TASK OBJECTIVE | From the line with "For every instance of the blurred brown" through the final line, please write out the listing exactly, including both of those lines.
☆ ☆ ☆ ☆ ☆
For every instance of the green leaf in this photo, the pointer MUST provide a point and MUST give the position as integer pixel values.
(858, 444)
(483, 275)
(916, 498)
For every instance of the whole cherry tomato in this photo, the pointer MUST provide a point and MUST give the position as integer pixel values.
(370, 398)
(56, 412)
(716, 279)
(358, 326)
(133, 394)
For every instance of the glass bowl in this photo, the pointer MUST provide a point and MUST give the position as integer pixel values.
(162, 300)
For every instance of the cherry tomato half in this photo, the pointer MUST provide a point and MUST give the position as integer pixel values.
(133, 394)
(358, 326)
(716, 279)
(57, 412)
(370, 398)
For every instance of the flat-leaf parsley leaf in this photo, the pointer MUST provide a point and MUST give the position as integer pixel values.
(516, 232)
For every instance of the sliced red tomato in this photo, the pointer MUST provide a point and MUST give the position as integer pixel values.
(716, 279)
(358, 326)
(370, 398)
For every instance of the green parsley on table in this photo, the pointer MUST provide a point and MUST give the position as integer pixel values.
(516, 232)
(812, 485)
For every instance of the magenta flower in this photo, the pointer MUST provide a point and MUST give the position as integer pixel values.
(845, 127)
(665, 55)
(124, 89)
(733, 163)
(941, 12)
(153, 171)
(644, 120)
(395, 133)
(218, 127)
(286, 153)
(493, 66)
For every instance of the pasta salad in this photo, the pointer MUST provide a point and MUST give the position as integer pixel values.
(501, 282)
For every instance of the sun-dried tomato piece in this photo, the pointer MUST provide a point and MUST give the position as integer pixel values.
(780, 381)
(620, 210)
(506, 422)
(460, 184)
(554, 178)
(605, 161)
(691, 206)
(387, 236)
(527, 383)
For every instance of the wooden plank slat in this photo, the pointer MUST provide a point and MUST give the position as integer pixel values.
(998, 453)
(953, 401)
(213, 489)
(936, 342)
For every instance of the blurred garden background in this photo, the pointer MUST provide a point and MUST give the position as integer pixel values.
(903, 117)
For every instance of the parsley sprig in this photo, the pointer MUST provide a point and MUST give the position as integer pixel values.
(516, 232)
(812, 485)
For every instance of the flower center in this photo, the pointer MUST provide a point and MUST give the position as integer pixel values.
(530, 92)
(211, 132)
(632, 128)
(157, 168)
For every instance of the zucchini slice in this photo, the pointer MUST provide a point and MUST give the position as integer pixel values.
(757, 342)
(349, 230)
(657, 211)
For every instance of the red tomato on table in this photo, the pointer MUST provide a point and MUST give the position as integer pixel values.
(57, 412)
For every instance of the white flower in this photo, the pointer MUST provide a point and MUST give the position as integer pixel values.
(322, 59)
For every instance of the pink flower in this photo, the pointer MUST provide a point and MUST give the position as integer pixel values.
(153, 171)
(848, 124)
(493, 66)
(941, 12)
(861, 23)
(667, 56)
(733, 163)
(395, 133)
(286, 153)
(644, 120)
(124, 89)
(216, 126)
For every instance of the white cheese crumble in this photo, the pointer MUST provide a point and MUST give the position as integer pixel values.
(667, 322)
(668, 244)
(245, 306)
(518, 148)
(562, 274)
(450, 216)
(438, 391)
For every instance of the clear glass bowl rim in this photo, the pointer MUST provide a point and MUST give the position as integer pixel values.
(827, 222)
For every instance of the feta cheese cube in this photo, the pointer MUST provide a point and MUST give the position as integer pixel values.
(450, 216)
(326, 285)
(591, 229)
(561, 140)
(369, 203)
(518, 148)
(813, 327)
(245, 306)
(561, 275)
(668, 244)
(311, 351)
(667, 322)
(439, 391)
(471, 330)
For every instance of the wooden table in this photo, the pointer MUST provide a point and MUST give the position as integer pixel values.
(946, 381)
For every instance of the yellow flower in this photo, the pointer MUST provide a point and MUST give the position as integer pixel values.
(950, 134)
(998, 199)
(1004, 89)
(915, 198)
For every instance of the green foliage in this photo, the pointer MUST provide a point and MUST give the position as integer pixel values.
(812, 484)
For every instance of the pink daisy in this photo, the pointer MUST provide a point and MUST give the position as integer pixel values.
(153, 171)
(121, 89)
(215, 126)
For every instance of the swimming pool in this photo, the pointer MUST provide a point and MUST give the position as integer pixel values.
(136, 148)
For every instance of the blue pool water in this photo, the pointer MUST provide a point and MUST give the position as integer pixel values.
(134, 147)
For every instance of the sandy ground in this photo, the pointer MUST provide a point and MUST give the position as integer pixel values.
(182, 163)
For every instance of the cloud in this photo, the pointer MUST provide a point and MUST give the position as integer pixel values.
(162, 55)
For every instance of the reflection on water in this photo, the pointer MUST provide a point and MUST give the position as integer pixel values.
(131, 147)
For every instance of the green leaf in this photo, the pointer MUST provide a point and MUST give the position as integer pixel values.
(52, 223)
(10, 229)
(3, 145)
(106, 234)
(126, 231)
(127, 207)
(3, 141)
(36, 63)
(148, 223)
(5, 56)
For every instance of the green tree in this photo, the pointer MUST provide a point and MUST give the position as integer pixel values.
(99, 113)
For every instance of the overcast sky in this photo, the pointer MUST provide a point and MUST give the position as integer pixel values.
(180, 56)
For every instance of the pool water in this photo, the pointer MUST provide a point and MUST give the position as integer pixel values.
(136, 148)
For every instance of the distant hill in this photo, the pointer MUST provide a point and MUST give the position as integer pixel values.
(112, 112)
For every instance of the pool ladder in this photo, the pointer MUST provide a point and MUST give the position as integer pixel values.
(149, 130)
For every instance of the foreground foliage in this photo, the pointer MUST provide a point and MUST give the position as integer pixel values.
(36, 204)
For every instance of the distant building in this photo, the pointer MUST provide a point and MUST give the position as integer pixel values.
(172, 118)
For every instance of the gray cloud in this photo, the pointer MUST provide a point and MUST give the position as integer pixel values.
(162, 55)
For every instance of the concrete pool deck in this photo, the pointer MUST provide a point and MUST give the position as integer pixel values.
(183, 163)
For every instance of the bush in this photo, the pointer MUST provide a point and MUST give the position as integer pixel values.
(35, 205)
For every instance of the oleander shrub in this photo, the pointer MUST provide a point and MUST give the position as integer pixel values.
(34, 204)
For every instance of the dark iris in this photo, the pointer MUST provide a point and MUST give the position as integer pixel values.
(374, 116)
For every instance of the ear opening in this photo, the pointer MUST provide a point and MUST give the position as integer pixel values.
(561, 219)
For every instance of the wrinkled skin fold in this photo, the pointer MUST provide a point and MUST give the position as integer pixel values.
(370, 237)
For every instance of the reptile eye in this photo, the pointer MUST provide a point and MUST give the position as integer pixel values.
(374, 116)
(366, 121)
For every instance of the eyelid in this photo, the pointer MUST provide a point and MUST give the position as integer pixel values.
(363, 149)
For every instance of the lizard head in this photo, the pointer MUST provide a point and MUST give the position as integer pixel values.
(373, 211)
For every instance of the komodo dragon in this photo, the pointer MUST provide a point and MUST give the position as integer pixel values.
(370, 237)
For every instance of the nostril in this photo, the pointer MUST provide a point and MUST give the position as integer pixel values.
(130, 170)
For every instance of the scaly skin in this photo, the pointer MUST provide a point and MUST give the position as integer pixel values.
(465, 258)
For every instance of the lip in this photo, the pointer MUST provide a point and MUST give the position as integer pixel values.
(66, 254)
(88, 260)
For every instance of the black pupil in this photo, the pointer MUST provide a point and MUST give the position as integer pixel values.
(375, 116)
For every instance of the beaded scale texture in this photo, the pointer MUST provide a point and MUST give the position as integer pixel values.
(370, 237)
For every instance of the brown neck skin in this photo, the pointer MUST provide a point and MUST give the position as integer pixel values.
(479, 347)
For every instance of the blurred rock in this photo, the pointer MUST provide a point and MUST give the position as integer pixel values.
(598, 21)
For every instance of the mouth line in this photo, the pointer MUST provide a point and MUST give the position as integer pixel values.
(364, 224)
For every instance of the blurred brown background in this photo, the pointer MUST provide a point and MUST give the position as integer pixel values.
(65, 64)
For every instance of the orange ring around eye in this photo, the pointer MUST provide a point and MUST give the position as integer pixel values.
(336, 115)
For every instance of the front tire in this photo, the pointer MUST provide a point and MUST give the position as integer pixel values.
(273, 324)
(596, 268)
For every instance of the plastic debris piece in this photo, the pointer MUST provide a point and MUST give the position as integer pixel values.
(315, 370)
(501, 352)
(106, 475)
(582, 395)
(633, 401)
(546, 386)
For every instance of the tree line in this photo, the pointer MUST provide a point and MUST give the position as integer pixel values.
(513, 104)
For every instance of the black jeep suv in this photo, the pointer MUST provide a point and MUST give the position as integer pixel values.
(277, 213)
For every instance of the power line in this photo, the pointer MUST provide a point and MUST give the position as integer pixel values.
☆ ☆ ☆ ☆ ☆
THE REPLY |
For every instance of the blurred brown background in this photo, the pointer MUST provide a point and MUST give the position as integer pixel values.
(65, 64)
For every instance of the orange ring around eye in this photo, the pointer MUST provide a point and MUST give the position as integer pixel values.
(336, 115)
For every instance of the front tire in this photo, the pointer MUST provide a point and MUST give the position as integer pixel values.
(273, 324)
(596, 268)
For every instance of the plastic debris piece in this photo, the pointer MUST provide a point and MUST give the position as integer pixel values.
(315, 370)
(501, 352)
(106, 475)
(582, 395)
(633, 401)
(546, 386)
For every instance of the tree line in this photo, the pointer MUST provide a point and MUST give the position as integer pixel values.
(513, 104)
For every instance of the black jeep suv in this photo, the pointer MUST provide a point and MUST give the position as integer pixel values.
(277, 213)
For every instance of the power line in this photo, the pointer MUST provide a point and MUST give the position as integer pixel values.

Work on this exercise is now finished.